(Provided records begins)
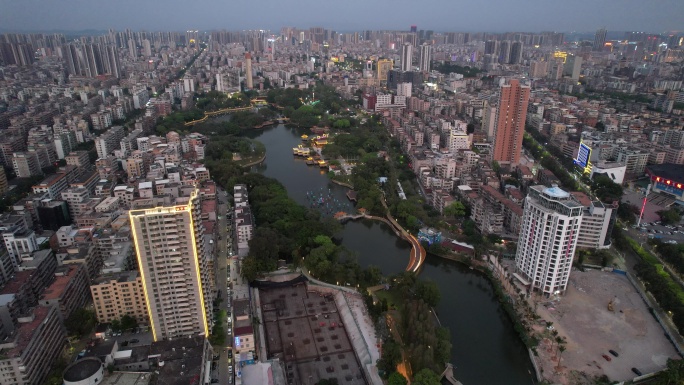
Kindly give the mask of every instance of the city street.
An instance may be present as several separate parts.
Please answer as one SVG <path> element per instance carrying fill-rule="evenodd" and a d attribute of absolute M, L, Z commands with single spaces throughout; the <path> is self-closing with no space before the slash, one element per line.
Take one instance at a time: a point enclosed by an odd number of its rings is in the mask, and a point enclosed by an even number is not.
<path fill-rule="evenodd" d="M 228 205 L 228 198 L 226 197 L 226 194 L 223 189 L 217 188 L 216 189 L 216 196 L 218 199 L 218 215 L 219 215 L 219 220 L 218 220 L 218 234 L 220 237 L 220 240 L 218 241 L 218 273 L 216 277 L 216 287 L 219 291 L 219 297 L 222 299 L 220 308 L 223 310 L 226 310 L 228 313 L 228 318 L 230 318 L 230 308 L 228 307 L 228 302 L 230 301 L 230 298 L 228 297 L 228 292 L 227 292 L 227 265 L 228 263 L 226 260 L 228 259 L 228 254 L 230 253 L 230 250 L 228 249 L 229 245 L 229 238 L 230 238 L 230 233 L 227 230 L 228 226 L 228 210 L 229 210 L 229 205 Z M 227 322 L 227 321 L 226 321 Z M 229 324 L 224 325 L 224 328 L 227 328 Z M 226 330 L 227 332 L 227 330 Z M 219 375 L 218 375 L 218 380 L 219 384 L 221 385 L 226 385 L 226 384 L 232 384 L 233 379 L 231 378 L 232 374 L 228 369 L 228 352 L 227 349 L 232 346 L 232 338 L 226 334 L 226 345 L 220 351 L 215 352 L 218 353 L 220 356 L 219 358 Z"/>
(Provided records ends)
What to do >> Any pictures are to be skipped, and the lines from the beginning of the entries through the line with "Please answer as" copied exactly.

Solution >>
Kindly give the mask of every instance of the city street.
An instance may be present as several separate parts.
Please answer as one SVG <path> element per instance carrying fill-rule="evenodd" and a d attribute of absolute M, L, Z commands with single spaces throughout; the <path> is self-closing with no space before the slash, one element per line.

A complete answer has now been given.